Document passage:
+++++
In midyear 2010, Songkram Chimcherd, an employee of the Thai Industrial Gases Plc and a member of Thai Industrial Gases Labour Union, was accused of sending a defamation email stating that a senior executive ordered him to stop participating in the Union’s activity. Later, the settlement between the parties was made. Although, the accuser withdrew the defamation charge, the lawsuit under CCA could not be withdrawn making Songkram had to deal with the remaining case. However, the case was dismissed by the court since it could not be proved whether the defendant was an indeed email sender.
A chairperson of the Doctors’ Alliance of Regional and General Hospitals filed a police report against Preeyanant Losermwattana, for disseminating false information and posting pictures of medical error on facebook. On 29 April 2011, after receiving a police summon, Preeyanant had to go to Surin in order to acknowledge the charge. However, a public prosecutor issued a non-prosecution order. 
13 September 2013, Credit Union Klongchan Cooperative, leaded by Mr Supachai Srisupa-aksorn, former Cooperative committee chairman prosecuted Mr Monthon Kanlom, another committee chairman, editor of Thaipublica and others (6 people in total) for disseminating defamatory article about corruption in the cooperative. Later, the plaintiff withdrew the case on 2 June 2014. 
13 June 2013, Prachachat website distributed an interview criticizing on how much the nation will be destroyed if allowing foreign investment companies to register their domains as “.thai”. Afterwards, the interviewee and the website editor was prosecuted by Better Living Management Co.,Ltd since the company was referred to in the interview. The case is now in the preliminary hearing procedure.
4 September 2012, two foreigners living in Pattaya prosecuted against Andrew Drummond, journalist and blogger, for allowing his blog website to be a public cyberspace for others to criticize them as pimps. For the defamation case, the defendant was found guilty on and received 4-month jail sentence, while the charge under CCA was dismissed since it could not be proved that the defendant realized that the criticism was a false statement. 
Fonthip Watcharatrakul aka Pooklook, Miss Thailand Universe 2010 filed website, under the Manager group, for publishing news that ruined her reputation in Super Bantherng Online column. The column criticized the plaintiff’s behaviour to be inappropriate, unlike a typical Thai woman. Two defendants were found guilty. The first defendant was fined of 200,000 baht while the second defendant was sentenced to 2-year imprisonment and fined 100,000 baht. The imprisonment sentence is suspended. Also, the court ordered the defendants to destroy defamatory statement in the website and pay for the damages, while the offense under the CCA was dismissed.
Ekkasit Wansom, chairman of the TOT board, filed a lawsuit against Manager Online website on 30 May 2011 for publishing news in a manner likely to defame him as well as the organization. The published news cited that the plaintiff, as a chairman of the board, has intervened in adjusting the organizational structure and took advantage of the commissions deduction on several projects. On 17 October2014, the plaintiff withdrew the case as the news article has been removed. 
25 August 2014, Direkrit Chenkrongtham, Secretary General of the Office of the Administrative Courts, assigned an attorney to prosecute against Isara Institution, Mass Media Development Foundation of Thailand, Prasong Lert-rattanawisut, Director of Isara Institution and Mr Sanoh Sukchareon, editor of Isara News Agency, for broadcasting the news regarding the “little letter” claimed to be sent by President of the Supreme Administrative Court to unethically appoint a police official.
+++++
What is expected: Reproduce word for word the portion of the defamation case summaries above that opens with the words containing "13 September 2013, Credit" and closes with "2 June 2014.".

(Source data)
+++++
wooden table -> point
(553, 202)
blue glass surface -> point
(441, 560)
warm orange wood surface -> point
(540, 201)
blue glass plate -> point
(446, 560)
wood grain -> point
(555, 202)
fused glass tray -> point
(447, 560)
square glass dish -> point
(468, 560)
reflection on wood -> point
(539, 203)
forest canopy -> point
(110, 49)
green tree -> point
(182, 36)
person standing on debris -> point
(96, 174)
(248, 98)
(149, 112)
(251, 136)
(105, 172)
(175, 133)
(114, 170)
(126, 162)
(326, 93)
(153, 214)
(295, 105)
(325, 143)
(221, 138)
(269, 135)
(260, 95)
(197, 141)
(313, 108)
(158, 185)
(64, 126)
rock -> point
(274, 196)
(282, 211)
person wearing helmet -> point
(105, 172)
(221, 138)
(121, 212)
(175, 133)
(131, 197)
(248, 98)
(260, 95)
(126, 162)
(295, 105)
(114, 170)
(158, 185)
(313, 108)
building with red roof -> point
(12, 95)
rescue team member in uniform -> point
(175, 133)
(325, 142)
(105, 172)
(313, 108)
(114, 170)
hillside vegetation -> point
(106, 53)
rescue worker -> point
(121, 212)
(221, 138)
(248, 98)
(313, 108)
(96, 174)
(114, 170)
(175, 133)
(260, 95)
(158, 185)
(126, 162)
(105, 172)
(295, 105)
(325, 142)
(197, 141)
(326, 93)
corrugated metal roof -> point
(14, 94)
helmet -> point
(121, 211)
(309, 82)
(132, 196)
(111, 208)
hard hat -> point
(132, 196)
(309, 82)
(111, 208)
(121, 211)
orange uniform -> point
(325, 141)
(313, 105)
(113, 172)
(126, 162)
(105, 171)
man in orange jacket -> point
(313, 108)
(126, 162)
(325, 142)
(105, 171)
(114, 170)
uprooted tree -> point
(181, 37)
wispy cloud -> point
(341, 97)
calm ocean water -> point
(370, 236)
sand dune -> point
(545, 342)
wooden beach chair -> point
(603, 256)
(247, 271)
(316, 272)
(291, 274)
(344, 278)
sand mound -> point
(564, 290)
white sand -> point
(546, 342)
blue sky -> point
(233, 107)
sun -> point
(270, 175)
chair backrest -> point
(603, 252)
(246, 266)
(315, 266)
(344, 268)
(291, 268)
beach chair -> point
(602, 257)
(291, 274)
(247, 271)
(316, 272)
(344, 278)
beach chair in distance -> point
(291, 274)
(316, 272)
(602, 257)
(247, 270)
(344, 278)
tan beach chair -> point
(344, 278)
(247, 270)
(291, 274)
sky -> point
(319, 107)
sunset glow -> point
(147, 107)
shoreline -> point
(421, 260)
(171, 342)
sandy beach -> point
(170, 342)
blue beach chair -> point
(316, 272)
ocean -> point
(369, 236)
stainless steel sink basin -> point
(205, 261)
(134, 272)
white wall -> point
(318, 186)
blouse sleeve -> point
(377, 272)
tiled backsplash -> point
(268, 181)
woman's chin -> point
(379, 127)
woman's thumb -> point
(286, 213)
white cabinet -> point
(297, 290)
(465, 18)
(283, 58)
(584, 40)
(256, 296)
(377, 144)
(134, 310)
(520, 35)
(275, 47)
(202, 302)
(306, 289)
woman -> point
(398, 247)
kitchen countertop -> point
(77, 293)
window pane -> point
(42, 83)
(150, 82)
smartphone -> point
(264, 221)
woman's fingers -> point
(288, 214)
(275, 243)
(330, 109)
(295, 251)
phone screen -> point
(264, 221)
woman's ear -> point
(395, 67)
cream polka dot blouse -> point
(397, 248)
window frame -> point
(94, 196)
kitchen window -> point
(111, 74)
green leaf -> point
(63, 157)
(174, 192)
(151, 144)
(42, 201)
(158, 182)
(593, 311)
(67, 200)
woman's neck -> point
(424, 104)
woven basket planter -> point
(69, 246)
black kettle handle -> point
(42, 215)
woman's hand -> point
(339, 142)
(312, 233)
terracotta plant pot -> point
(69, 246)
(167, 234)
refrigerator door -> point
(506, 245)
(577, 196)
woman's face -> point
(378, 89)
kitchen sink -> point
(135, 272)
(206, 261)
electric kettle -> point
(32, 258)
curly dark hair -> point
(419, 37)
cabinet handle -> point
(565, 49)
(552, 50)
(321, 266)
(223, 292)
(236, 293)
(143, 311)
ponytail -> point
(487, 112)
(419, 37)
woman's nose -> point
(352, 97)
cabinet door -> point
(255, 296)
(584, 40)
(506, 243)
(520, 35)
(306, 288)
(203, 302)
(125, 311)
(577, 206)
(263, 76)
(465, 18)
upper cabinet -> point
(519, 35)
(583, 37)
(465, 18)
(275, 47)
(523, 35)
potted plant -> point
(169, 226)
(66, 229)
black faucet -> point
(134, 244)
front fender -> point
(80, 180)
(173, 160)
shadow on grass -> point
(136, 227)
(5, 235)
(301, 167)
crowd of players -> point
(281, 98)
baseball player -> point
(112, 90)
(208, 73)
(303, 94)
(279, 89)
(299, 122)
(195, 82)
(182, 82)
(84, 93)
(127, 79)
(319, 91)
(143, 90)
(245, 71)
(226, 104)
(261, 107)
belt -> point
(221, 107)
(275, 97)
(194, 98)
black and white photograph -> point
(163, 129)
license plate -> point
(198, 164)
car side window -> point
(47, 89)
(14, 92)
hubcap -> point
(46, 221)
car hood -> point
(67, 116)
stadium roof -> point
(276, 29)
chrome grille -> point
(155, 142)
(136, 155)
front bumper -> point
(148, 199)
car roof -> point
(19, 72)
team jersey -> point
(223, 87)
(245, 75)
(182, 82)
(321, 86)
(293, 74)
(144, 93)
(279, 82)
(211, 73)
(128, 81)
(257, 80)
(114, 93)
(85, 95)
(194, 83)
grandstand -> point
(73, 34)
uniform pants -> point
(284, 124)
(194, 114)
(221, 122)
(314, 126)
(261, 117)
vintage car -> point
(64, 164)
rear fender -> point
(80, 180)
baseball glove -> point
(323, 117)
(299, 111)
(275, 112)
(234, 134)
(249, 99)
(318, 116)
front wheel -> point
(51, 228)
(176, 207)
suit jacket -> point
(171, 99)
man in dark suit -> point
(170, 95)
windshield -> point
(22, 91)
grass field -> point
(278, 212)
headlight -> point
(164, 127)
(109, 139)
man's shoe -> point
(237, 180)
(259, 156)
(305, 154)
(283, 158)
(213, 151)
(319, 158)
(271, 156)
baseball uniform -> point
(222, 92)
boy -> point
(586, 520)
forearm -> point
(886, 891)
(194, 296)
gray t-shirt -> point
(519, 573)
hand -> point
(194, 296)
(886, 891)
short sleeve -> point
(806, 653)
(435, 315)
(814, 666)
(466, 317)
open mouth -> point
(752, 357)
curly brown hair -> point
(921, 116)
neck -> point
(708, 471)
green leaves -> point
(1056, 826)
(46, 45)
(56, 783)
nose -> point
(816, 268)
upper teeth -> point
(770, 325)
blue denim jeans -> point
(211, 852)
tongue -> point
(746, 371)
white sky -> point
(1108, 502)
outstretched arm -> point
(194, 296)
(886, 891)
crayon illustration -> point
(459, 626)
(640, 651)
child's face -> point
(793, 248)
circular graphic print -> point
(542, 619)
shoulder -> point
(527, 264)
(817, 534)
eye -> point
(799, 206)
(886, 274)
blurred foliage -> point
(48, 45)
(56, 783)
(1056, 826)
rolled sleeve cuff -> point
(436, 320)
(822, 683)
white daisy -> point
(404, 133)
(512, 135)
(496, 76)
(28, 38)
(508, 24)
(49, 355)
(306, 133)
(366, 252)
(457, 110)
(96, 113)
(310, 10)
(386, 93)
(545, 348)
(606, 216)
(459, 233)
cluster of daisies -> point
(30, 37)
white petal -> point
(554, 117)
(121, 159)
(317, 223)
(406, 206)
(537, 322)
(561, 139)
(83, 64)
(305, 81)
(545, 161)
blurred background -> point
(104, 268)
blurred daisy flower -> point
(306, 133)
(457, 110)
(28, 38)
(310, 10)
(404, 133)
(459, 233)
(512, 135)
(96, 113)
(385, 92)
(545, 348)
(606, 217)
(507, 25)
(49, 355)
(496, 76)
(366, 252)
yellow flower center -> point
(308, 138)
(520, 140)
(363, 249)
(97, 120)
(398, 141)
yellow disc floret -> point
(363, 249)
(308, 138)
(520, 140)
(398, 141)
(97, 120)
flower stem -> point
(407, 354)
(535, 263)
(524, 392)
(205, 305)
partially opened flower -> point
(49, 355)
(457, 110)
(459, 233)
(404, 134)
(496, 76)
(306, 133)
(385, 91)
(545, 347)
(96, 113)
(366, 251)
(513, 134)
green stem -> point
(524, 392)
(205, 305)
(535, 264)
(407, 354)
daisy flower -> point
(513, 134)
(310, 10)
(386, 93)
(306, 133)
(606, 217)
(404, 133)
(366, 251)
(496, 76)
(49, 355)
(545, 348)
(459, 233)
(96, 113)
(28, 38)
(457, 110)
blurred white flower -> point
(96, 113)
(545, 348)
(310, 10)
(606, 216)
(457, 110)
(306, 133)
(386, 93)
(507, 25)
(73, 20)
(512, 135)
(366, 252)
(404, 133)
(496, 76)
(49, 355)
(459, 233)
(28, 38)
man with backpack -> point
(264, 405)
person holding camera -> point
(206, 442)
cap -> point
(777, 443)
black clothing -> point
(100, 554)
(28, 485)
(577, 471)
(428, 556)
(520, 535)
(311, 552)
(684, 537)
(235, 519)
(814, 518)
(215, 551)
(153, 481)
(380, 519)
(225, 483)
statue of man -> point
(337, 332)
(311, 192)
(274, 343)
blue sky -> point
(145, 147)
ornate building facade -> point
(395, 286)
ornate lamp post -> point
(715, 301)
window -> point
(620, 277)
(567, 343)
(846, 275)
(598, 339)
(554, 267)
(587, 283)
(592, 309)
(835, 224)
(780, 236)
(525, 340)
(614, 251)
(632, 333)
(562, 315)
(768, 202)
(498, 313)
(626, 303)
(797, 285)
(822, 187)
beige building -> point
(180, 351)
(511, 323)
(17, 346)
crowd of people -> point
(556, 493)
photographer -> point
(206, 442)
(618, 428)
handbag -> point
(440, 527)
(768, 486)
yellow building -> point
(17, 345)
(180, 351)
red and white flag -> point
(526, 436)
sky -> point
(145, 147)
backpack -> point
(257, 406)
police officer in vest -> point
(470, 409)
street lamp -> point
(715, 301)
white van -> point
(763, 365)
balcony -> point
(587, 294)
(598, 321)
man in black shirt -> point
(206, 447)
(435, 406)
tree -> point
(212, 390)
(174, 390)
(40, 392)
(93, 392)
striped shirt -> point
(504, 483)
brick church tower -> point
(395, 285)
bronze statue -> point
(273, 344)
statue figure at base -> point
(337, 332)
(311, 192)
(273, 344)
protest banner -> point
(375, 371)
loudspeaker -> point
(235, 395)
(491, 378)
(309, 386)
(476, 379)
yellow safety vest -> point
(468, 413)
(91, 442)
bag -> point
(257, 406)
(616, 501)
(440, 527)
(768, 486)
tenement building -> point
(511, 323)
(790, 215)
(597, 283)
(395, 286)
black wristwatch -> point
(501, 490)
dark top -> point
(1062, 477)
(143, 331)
+++++
Written answer:
13 September 2013, Credit Union Klongchan Cooperative, leaded by Mr Supachai Srisupa-aksorn, former Cooperative committee chairman prosecuted Mr Monthon Kanlom, another committee chairman, editor of Thaipublica and others (6 people in total) for disseminating defamatory article about corruption in the cooperative. Later, the plaintiff withdrew the case on 2 June 2014.